▸ **What this task involves**:
In the listing below, locate the lines that hold the string "surface". Copy those lines.

Data excerpts START

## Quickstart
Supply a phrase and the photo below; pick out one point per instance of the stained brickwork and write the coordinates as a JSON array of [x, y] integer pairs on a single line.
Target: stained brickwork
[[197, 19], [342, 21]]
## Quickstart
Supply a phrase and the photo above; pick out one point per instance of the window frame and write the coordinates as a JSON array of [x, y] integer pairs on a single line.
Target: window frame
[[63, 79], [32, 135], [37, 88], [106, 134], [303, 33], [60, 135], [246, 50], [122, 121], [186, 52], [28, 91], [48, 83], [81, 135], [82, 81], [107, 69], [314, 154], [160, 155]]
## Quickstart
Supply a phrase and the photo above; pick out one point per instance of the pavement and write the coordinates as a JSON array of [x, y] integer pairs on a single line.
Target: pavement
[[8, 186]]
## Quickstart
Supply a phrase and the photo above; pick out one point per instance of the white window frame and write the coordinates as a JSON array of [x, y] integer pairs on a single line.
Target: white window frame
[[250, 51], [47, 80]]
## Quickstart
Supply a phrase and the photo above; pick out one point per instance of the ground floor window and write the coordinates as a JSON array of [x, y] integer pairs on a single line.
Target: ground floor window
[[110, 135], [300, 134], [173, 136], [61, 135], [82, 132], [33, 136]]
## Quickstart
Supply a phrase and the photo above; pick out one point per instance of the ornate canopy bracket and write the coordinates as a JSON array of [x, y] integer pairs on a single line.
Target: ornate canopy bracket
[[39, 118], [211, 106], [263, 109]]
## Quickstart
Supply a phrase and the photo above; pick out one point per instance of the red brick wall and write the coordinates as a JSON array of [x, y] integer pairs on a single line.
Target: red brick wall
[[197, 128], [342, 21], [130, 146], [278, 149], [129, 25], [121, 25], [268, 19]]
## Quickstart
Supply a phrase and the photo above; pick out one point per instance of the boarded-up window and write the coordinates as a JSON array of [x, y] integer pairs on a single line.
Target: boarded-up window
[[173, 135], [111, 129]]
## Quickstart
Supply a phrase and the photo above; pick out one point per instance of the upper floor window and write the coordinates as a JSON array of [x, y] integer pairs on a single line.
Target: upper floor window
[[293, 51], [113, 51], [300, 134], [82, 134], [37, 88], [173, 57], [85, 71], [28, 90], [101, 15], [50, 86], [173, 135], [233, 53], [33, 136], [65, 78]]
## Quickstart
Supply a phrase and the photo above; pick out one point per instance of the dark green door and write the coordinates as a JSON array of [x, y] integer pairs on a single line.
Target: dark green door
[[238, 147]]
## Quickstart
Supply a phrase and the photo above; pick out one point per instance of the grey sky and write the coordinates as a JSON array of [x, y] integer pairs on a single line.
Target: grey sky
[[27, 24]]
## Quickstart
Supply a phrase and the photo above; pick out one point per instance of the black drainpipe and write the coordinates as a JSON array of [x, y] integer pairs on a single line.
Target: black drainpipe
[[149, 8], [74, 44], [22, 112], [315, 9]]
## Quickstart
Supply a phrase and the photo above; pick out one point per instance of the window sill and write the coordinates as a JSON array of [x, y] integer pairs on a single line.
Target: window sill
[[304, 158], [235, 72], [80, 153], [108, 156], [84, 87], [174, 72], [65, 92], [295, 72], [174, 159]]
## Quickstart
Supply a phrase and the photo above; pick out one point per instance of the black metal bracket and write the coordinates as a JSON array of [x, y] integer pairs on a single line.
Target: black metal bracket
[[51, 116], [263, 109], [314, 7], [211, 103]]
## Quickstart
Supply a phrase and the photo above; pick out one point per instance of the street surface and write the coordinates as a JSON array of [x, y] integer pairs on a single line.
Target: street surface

Data excerpts END

▸ **Response box**:
Supply a phrase and the photo above; pick out one point per instance of the street surface and write the coordinates as a JSON array of [x, y] integer pairs on a single line.
Target: street surface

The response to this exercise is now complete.